EXERCISE DIRECTIONS
Can you rewrite the records from their start through the line with "[(1278, 93), (1358, 56)]", putting "green and yellow flag" wherever "yellow and green flag" appears and leaving everything else unchanged?

■ ■ ■ ■ ■

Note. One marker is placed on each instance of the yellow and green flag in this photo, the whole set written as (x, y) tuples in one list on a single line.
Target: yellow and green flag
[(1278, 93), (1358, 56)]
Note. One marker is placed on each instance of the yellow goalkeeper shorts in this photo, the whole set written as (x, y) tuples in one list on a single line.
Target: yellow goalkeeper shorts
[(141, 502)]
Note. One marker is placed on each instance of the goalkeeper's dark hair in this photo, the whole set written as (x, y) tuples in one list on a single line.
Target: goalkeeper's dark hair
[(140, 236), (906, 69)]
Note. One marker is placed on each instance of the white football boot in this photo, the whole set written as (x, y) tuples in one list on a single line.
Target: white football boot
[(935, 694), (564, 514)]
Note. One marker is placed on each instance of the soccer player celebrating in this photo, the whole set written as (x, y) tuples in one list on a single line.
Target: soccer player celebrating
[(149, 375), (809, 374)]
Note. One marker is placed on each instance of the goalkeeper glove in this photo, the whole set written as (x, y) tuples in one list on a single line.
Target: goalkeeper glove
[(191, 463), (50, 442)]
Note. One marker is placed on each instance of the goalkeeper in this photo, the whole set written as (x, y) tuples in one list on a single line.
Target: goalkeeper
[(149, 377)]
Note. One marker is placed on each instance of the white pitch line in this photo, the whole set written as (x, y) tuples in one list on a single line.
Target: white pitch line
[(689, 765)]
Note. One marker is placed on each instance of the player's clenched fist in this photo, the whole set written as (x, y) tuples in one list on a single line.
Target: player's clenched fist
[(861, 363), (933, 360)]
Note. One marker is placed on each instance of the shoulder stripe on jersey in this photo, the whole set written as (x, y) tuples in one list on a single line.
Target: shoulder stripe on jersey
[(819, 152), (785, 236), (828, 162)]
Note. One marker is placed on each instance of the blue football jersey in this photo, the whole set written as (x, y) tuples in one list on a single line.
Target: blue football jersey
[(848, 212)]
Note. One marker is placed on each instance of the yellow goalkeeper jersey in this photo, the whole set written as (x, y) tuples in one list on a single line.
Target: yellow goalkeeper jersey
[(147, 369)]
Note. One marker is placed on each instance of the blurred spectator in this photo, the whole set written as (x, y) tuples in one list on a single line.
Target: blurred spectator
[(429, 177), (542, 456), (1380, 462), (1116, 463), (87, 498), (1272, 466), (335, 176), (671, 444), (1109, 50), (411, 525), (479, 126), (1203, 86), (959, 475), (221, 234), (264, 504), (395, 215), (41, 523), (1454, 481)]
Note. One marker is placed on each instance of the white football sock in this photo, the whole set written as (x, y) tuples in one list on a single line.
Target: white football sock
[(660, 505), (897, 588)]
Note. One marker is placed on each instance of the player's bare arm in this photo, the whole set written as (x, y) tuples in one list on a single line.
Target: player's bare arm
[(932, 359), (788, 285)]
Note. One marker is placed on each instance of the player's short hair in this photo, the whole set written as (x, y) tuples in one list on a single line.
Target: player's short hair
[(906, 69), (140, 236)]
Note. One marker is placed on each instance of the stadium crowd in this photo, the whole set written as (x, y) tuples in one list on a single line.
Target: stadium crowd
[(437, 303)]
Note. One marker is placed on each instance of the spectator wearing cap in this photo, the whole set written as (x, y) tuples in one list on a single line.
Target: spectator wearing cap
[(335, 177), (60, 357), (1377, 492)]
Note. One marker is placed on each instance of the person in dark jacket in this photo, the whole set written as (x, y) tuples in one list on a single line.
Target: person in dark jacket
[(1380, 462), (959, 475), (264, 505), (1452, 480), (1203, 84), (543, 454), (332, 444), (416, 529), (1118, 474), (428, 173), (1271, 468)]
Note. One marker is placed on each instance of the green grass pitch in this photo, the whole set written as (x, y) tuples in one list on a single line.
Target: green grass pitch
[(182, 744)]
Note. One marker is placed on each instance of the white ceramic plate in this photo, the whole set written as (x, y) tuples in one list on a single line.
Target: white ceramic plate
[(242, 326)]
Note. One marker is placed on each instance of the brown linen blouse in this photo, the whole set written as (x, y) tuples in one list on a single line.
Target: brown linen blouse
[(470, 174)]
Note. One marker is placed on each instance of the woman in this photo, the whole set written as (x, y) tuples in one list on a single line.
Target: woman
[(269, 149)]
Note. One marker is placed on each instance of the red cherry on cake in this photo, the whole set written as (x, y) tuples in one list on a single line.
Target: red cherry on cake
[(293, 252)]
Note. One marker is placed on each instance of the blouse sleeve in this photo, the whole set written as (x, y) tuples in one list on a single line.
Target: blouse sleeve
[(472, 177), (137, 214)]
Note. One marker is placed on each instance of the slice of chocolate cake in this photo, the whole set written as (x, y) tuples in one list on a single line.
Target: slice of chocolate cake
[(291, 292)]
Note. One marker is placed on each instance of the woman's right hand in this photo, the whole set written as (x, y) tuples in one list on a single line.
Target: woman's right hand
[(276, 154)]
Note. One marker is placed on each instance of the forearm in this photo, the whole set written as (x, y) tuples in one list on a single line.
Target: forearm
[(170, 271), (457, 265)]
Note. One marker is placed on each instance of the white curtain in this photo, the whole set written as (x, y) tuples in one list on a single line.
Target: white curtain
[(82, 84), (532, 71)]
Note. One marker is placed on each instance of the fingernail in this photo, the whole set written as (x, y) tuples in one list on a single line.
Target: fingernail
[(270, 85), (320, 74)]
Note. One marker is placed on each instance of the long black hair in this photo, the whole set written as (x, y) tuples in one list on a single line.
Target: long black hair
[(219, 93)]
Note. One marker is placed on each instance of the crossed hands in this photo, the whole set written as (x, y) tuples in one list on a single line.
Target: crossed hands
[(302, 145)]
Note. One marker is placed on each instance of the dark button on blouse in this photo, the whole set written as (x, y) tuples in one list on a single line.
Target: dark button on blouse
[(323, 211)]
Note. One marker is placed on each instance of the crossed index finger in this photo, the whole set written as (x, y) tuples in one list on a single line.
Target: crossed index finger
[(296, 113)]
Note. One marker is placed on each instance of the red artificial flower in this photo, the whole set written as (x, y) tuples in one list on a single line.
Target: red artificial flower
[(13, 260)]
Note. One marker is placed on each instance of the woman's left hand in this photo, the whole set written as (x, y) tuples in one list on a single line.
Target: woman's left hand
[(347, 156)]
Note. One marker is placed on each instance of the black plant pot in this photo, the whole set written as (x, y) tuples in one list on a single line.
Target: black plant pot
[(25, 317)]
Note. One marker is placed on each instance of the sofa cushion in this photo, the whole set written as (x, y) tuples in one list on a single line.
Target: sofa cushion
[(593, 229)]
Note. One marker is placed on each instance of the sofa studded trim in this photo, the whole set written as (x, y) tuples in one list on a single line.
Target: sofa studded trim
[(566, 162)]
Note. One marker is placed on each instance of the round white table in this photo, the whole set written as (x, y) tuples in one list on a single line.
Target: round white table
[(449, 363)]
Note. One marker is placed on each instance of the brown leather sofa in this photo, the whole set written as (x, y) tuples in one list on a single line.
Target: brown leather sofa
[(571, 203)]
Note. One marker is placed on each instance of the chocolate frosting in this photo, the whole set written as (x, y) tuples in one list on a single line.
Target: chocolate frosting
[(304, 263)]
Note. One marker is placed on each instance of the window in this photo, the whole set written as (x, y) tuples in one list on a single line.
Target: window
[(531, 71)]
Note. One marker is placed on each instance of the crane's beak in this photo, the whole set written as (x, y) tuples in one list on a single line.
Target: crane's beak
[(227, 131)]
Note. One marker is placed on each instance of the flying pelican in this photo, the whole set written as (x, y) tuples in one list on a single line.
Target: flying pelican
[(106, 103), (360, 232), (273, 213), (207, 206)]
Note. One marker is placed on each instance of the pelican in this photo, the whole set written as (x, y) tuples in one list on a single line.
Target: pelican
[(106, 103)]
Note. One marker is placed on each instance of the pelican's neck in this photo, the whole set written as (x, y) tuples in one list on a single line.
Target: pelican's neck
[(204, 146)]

■ ■ ■ ■ ■

EXPECTED ANSWER
Note. One marker is placed on each instance of the green and yellow flag in this photo, the whole set written as (x, y) tuples in one list on a single line.
Target: green and yellow flag
[(1278, 93), (1358, 56)]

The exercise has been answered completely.